_Exercise instructions_
Convert the lines below into a JSON list of strings, one string per line, leaving out blank lines and any pictures.

_Extracted material_
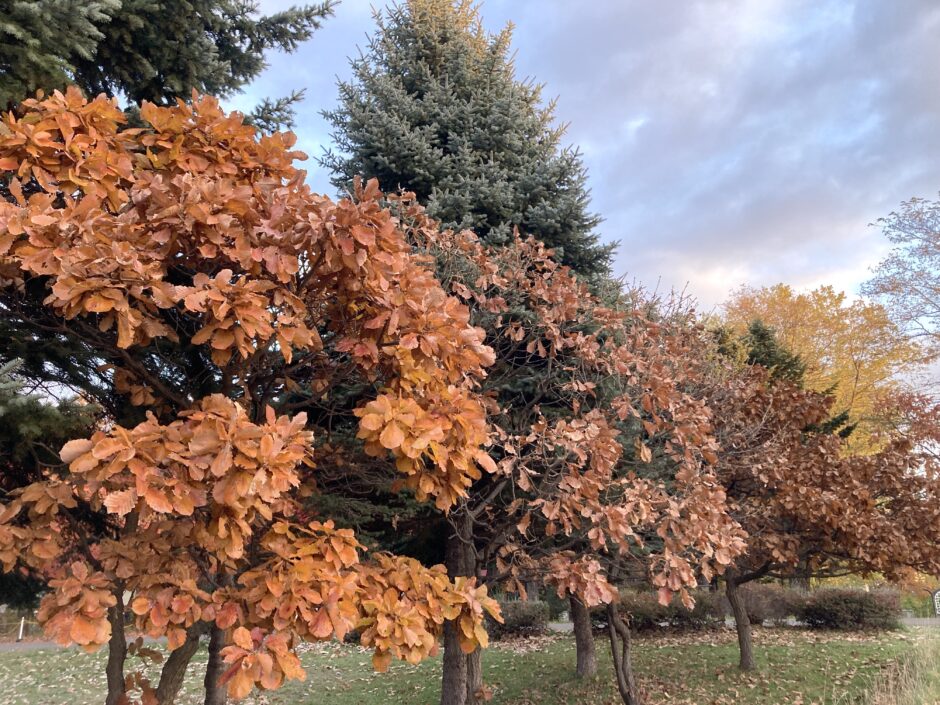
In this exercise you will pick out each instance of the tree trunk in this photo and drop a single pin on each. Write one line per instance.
(583, 639)
(215, 693)
(620, 653)
(117, 651)
(455, 681)
(474, 677)
(174, 670)
(741, 622)
(454, 678)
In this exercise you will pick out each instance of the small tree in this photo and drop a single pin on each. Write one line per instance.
(908, 280)
(851, 350)
(598, 450)
(807, 506)
(219, 294)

_Completed exercise_
[
  "In this exercise you will pick out each instance of the tree trunk in this photo and drop a single pin on each. Write one line per instance.",
  "(583, 639)",
  "(215, 693)",
  "(620, 653)",
  "(117, 651)",
  "(455, 681)",
  "(474, 677)",
  "(174, 670)",
  "(741, 622)",
  "(454, 678)",
  "In this exercise you will pick out each instance of the small tree in this photo and drop a single pin on each. Write one line per instance.",
  "(908, 280)",
  "(851, 350)",
  "(598, 450)",
  "(807, 506)",
  "(219, 294)"
]